* **WHAT NEEDS TO BE DONE**
Duplicate the lines below exactly as they stand.

A block of data:
════════════════
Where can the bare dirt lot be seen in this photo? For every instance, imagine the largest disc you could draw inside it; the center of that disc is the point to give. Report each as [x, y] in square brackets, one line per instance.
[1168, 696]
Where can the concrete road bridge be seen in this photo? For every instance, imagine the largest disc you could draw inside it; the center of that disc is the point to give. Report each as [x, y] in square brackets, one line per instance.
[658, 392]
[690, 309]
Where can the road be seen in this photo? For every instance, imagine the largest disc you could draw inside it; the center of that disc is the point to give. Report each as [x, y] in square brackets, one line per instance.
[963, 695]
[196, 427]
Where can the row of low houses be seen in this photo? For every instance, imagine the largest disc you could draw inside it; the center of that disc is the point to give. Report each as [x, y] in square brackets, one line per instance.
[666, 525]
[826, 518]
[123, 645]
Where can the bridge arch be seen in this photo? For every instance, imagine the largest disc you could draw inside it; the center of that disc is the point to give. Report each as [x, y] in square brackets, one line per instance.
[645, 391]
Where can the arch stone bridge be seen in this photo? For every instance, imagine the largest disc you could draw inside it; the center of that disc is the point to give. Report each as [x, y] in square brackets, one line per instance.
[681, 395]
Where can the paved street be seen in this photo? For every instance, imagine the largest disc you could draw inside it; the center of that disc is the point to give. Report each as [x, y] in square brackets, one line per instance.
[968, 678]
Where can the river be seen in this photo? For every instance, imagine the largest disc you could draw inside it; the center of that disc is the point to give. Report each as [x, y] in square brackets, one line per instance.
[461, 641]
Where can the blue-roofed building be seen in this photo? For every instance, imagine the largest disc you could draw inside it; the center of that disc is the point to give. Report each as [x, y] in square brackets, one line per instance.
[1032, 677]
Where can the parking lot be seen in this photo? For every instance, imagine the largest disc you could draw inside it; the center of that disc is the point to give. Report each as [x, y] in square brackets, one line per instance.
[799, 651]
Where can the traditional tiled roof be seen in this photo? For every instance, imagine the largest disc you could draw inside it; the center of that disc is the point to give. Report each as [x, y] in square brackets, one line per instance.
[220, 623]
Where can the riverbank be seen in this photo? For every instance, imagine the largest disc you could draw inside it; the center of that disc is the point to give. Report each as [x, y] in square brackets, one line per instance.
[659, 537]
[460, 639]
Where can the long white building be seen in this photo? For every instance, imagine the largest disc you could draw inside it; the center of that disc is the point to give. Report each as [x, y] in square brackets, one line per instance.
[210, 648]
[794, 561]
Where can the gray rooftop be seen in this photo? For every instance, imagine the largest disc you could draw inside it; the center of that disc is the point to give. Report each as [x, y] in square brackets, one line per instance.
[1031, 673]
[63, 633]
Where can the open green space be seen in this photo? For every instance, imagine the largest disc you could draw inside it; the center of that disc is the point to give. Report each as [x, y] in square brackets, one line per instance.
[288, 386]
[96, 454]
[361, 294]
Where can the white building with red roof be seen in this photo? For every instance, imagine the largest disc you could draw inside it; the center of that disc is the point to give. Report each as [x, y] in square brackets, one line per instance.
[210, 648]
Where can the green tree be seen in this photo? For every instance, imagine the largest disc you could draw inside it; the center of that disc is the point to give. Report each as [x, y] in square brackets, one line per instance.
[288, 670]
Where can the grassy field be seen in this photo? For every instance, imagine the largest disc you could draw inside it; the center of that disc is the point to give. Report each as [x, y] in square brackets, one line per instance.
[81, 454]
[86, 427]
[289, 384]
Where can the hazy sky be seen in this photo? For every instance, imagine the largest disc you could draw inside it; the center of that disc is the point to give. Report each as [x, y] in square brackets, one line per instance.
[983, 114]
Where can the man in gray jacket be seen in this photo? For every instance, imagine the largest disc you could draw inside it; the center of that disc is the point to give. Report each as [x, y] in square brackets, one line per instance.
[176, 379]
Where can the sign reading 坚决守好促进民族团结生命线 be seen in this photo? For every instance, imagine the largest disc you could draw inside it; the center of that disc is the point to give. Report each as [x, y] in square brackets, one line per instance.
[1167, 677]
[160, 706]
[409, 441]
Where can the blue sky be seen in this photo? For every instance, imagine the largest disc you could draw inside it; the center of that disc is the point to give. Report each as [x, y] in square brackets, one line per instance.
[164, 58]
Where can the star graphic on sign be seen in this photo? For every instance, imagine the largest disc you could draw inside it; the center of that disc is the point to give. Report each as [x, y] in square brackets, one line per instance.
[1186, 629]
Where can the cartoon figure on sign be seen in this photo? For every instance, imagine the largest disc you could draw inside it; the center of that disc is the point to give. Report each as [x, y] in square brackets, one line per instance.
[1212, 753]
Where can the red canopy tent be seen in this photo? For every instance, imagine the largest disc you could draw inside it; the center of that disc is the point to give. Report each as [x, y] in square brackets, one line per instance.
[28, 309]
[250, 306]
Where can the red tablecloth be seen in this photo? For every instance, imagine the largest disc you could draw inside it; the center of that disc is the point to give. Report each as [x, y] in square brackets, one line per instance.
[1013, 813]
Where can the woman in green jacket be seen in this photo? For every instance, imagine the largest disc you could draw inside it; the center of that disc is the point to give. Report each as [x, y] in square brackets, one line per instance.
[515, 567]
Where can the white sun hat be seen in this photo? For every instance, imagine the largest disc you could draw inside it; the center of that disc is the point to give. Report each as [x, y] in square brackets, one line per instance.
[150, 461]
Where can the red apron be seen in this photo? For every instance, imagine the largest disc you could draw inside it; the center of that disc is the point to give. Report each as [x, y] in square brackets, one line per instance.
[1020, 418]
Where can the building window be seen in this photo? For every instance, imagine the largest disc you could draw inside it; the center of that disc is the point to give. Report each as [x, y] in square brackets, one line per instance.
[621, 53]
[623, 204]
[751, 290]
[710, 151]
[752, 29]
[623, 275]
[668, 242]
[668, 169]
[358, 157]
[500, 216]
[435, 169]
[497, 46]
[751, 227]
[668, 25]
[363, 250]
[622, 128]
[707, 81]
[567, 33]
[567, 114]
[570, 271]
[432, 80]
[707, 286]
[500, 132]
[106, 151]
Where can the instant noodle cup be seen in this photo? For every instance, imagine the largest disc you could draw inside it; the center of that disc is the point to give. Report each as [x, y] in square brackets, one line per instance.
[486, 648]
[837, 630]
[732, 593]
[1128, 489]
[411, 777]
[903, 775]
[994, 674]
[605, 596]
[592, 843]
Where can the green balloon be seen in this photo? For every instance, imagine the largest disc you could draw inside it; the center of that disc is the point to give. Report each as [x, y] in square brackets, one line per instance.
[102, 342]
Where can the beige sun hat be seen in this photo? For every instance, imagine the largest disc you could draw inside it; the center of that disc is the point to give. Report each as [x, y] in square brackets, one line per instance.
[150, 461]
════════════════
* **THE ANSWER**
Where can the bare dirt lot be seen in this photo? For every instance, imagine the largest disc you could draw inside it; the center of that disc is the point to give. Report each as [x, y] in square brackets, one line per instance.
[1168, 696]
Where can the concrete road bridge be seen in this photo? For every instance, imagine the largest disc you could draw inside it; the center of that disc is the point to give. Report each as [x, y] in square brackets, one line per instance.
[658, 392]
[690, 309]
Where can the road be seen in this photo? For every instance, imagine the largest disc you could draw inside it; the center of that disc is the point to give. Report each as [x, y] in square brackets, one line per instance.
[963, 695]
[196, 427]
Where can the row of low houses be seen in this photo? For every instance, imagine the largest disc you could draw inside it; the center of that disc is the point to give. Report each as [x, y] in square brackets, one line per instance.
[666, 525]
[826, 518]
[123, 645]
Where can the bridge arch be seen in this photo? For every instance, imagine the largest disc you could draw inside it; the center of that disc is the point to give. Report each as [x, y] in square brackets, one line per instance.
[645, 391]
Where can the arch stone bridge be seen in this photo? For every instance, imagine the largest disc you could draw inside it; the center of that disc is the point to give. Report each as [x, y] in square brackets, one line per instance.
[681, 395]
Where can the paved street be seen in this photo? For every instance, imagine the largest disc you could draw inside it; the center of that disc is the point to give. Report each as [x, y] in square brackets, one line per instance.
[968, 678]
Where can the river be seen in this photo? For every instance, imagine the largest disc you could draw inside it; the center of that disc is the point to give. Report each as [x, y] in square brackets, one line per instance.
[461, 641]
Where can the blue-roofed building be seen in this photo? For every instance, imagine the largest disc you could draw inside it; the center of that disc is the point to give. Report each as [x, y] in square brackets, one line per instance.
[1032, 677]
Where can the parking lot be seen in this photo? For every instance, imagine the largest disc you could draw inside it; the center of that disc is the point to give. Report each as [x, y] in square brackets, one line per instance.
[799, 651]
Where can the traditional tiled roof be seen in this photo? For every instance, imagine the largest disc you could draw inside it; the center of that disc is the point to give. Report each as [x, y] in square brackets, one line per instance.
[220, 623]
Where can the riverbank be seen in this photo? For every instance, imagine the largest disc you could draw inside it; the center of that disc is the point to give. Report each as [x, y] in square brackets, one line per instance.
[659, 537]
[460, 639]
Where can the long white building be seen in this photo? For every instance, imagine the largest disc you could draw inside it; the center of that disc is the point to give. Report each as [x, y] in square brackets, one line per instance.
[210, 648]
[794, 561]
Where can the gray rooftop be seen in this photo? For every instance, imagine the largest disc you could draw inside it; the center of that disc is the point to give. Report each as [x, y] in square brackets, one line per instance.
[1031, 673]
[63, 633]
Where can the open green space be seen in this photo? For every instance, imagine the largest disc you could draw inside it; the center of that disc is the point to give. Report each as [x, y] in square brackets, one line per instance.
[288, 386]
[96, 454]
[361, 294]
Where can the white building with red roof be seen in this photo? For every instance, imagine the largest disc you could draw inside it; the center of that disc is the point to give. Report each as [x, y] in square brackets, one line per instance.
[210, 648]
Where can the green tree be seen in this photo? For every instance, imagine the largest disc you could draw inside it; the center of that disc is the point to give. Report each as [x, y] in square brackets, one line per instance.
[288, 670]
Where can the grassy field be seen in this photo? For every instance, imagine the largest disc you could draw inside it; the center of that disc is the point to give. Report each as [x, y] in square brackets, one line per instance.
[81, 454]
[86, 427]
[289, 384]
Where can the hazy sky be seen in this photo? For every instance, imagine the largest disc you could draw inside it; the center of that disc is the point to give. Report each as [x, y] in square brackets, one line per instance.
[983, 114]
Where can the man in gray jacket be seen in this photo? For every instance, imagine the largest disc you could draw inside it; the center of that disc is the point to give. Report each as [x, y] in square brackets, one line per instance.
[176, 379]
Where can the sign reading 坚决守好促进民族团结生命线 be seen in this photo? For every instance, imagine the largest disc you could draw inside it; the center of that disc is the point to give. Report each as [x, y] in square brackets, one line per instance.
[1167, 677]
[160, 706]
[409, 441]
Where can the blue sky be seen in this photo? For every instance, imagine the largest disc you could draw inside it; the center of that disc is the point to give. Report each as [x, y] in square brackets, one line per instance.
[164, 58]
Where can the star graphic on sign be seen in this photo? For every instance, imagine the largest disc you could draw inside it; the center of that disc is the point to give. Report each as [x, y] in square brackets, one line per instance.
[1186, 629]
Where can the cartoon figure on sign be seen in this photo? For every instance, imagine the largest disc you could draw inside it; the center of that disc is the point to give. Report each as [x, y] in square brackets, one line per instance.
[1212, 753]
Where can the red canopy tent be seen in this photo? For every instance, imagine the largest disc you could draw inside it; the center of that disc is the point to give. Report each as [x, y] in square brackets, one line per instance.
[28, 309]
[250, 306]
Where can the red tablecloth be seen in this photo? For every instance, imagine the largest disc you could draw inside it; the center of that disc is the point to give. Report each as [x, y] in square brackets, one line per instance.
[1013, 813]
Where can the woman in green jacket be seen in this photo? For every instance, imagine the largest disc you could draw inside it; the center of that disc is the point to give. Report each as [x, y] in square brackets, one line per instance.
[515, 567]
Where can the white sun hat be seen in this photo? For every instance, imagine the largest disc you could draw inside it; the center of that disc is the point to give. Report each as [x, y] in square brackets, one line per instance.
[150, 461]
Where can the red apron be seen in this photo? For every instance, imagine the largest disc you could draw inside it; the center of that disc is the point to give. Report each as [x, y] in square brackets, one line per instance.
[1020, 418]
Where can the building window be seen in this photo? For every instance, imagine the largest disc you could draw inside it; the center of that disc is the point to give. Report each as [x, y] in square brackets, one line per instance.
[621, 53]
[623, 204]
[751, 290]
[710, 151]
[752, 29]
[623, 275]
[668, 242]
[668, 169]
[358, 157]
[500, 216]
[435, 169]
[497, 46]
[751, 227]
[668, 25]
[363, 250]
[622, 128]
[707, 81]
[567, 33]
[567, 114]
[570, 271]
[432, 80]
[707, 286]
[500, 132]
[106, 151]
Where can the instant noodle cup be seen in this photo? For every instance, imagine the largest disc you could draw inside it; the center of that disc is the point to give. Report each as [x, y] in square brackets, one line per instance.
[486, 648]
[837, 630]
[732, 593]
[1128, 489]
[411, 777]
[903, 775]
[994, 674]
[605, 596]
[592, 843]
Where can the green balloon be seen in this photo? For every instance, imagine the largest disc you could draw inside it; the center of that disc is the point to give. Report each as [x, y] in square brackets, one line per instance.
[102, 342]
Where can the beige sun hat be seen in this photo? For every instance, imagine the largest disc you could draw inside it; the center of that disc is the point to give. Report each as [x, y] in square brackets, one line per instance.
[150, 461]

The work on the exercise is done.